### Passage

--- START ---

Skip to content

perf(l1): parallelize within-trie build for large storage tries in snap sync insert_storages #6477

@ElFantasma

Description

@ElFantasma

Motivation

During snap sync's insert_storages phase, a single large account (the "monster") runs single-threaded and dominates its own trie-build wall time. While the overall phase is already parallel across many accounts (16 worker threads, one task per account), the within-trie build of any individual account is sequential. For the handful of very large contracts on mainnet (Uniswap-class), this single-threaded path measurably impacts total sync time.

This issue tracks parallelizing the within-trie build for large storage tries in snap sync, analogous to what PR #6410 did for the single account trie via 16-nibble split.

--- END ---

### Task requirements
1 - Please copy the snap sync issue word for word, between "This issue tracks" and "via 16-nibble split.", inclusive.
2 - In the snap sync issue, how many worker threads does the insert_storages phase already use across accounts?
3 - Summarize the snap sync issue in two sentences.

### Raw data
--- START ---

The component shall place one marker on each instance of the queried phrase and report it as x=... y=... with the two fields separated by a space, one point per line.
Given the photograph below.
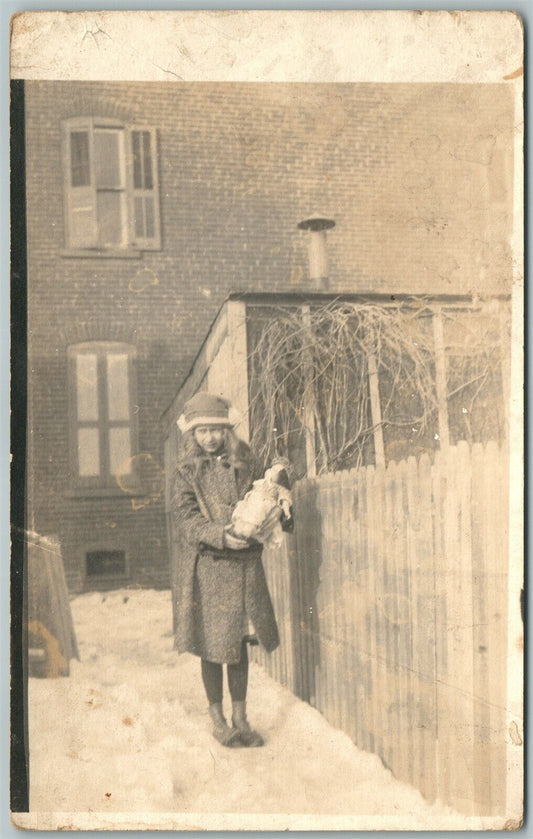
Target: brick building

--- END ---

### Worked answers
1 -
This issue tracks parallelizing the within-trie build for large storage tries in snap sync, analogous to what PR #6410 did for the single account trie via 16-nibble split.

2 - 16 worker threads, one task per account.

3 - During snap sync's insert_storages phase, work is parallel across accounts, but each account's within-trie build runs single-threaded, so very large contracts on mainnet measurably slow total sync time. The issue tracks parallelizing the within-trie build for large storage tries, similar to what PR #6410 did for the single account trie using a 16-nibble split.